아래 기록 전체를 열 이름이 입력과 출력인 두 열짜리 CSV로 변환하되, 기록마다 한 행씩 텍스트와 그 답을 각각 따옴표로 감싼 필드 하나에 넣고 줄바꿈은 공백으로 바꾸세요. 그림은 답에서 빼 주세요.

======

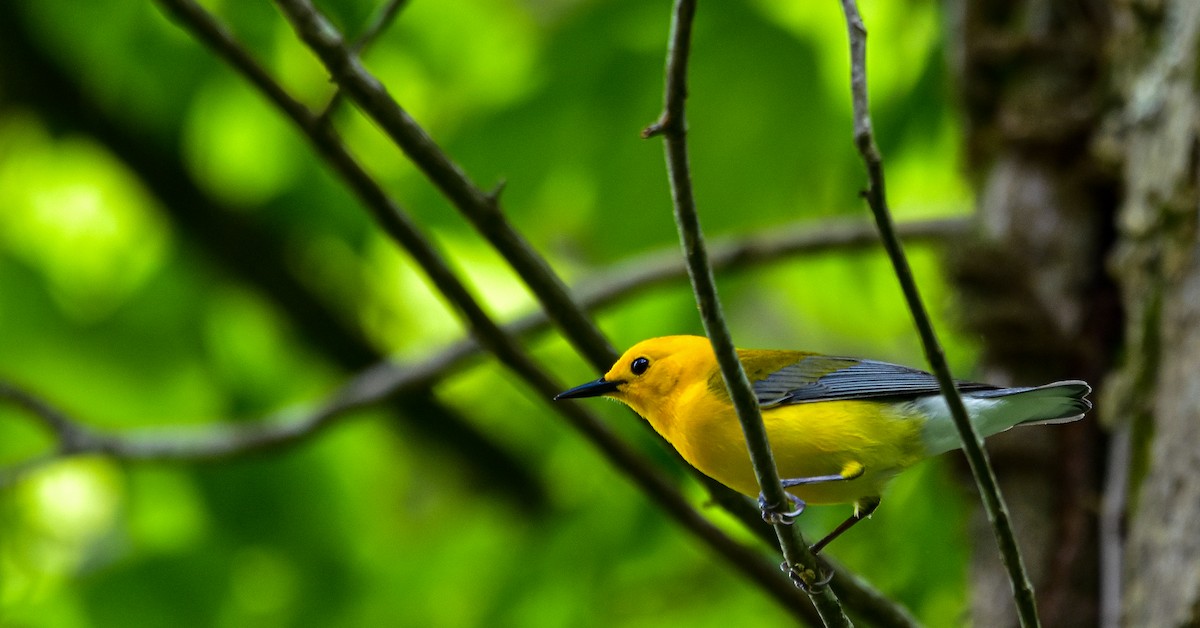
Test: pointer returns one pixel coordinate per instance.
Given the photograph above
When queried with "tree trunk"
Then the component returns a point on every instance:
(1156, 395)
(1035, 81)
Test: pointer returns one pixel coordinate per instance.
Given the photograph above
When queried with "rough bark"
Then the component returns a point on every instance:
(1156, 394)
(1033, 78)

======

과제 답변.
입력,출력
"Test: pointer returns one pixel coordinate per instance. Given the photograph above When queried with ""tree trunk"" Then the component returns a point on every instance:","(1156, 395) (1035, 81)"
"Test: pointer returns one pixel coordinate per instance. Given the photograph above When queried with ""rough bark"" Then the component returns a point on every instance:","(1156, 394) (1033, 78)"